◆ **REQUIREMENT**
Rewrite the lines starting at "Find the concrete" and ending at "Return every instance of the concrete", changing "outline" to "boundary" and keeping everything else the same.

◆ **INFORMATION SHOWN**
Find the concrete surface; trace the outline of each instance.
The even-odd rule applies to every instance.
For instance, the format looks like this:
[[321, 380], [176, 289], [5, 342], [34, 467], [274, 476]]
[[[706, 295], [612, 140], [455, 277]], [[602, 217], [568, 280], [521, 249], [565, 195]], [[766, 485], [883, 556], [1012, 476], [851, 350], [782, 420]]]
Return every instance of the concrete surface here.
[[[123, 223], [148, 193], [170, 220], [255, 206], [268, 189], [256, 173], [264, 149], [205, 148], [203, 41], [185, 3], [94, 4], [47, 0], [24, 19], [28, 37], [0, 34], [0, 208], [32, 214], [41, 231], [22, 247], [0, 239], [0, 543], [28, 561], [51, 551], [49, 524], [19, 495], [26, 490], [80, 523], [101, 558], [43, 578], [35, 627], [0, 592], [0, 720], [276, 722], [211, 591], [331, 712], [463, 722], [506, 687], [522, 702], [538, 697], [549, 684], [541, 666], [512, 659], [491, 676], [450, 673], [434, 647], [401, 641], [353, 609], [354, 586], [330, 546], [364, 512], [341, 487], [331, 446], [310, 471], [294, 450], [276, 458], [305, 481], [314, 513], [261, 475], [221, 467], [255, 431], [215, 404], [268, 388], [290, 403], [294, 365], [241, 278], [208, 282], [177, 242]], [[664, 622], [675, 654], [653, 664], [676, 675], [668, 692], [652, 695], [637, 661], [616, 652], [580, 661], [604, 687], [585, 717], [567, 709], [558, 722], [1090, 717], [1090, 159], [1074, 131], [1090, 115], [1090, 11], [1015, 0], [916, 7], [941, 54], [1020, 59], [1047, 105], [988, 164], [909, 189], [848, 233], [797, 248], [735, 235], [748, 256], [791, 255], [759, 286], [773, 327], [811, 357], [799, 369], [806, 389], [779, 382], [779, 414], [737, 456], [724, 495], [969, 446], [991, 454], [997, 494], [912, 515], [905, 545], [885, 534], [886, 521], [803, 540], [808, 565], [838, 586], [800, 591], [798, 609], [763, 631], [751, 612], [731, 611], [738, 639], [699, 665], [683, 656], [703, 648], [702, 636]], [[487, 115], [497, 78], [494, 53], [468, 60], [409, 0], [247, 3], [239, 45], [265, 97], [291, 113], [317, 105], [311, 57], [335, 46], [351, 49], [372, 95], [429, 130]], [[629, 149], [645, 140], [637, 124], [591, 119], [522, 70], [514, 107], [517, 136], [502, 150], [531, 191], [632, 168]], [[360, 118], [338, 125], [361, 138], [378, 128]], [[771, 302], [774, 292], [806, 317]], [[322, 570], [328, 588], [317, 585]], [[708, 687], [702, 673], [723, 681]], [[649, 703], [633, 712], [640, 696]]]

==

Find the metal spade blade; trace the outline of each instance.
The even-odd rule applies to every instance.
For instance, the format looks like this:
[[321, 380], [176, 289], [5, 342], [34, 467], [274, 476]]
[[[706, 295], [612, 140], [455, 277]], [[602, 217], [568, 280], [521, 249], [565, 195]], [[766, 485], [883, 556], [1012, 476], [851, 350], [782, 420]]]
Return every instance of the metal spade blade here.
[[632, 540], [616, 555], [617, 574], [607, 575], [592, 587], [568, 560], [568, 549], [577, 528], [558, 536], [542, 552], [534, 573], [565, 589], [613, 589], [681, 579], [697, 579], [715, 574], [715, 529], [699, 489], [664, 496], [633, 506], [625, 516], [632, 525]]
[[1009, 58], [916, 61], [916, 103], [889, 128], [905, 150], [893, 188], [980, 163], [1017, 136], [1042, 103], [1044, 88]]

◆ **FINISHED EXERCISE**
Find the concrete surface; trace the boundary of each instance.
The even-odd rule applies to every instance.
For instance, the format looks like this:
[[321, 380], [176, 289], [5, 342], [34, 467], [274, 476]]
[[[706, 295], [612, 140], [455, 277]], [[602, 217], [568, 280], [521, 249], [565, 195]], [[766, 485], [883, 556], [1012, 476], [851, 350], [782, 420]]]
Return every instance of the concrete surface here.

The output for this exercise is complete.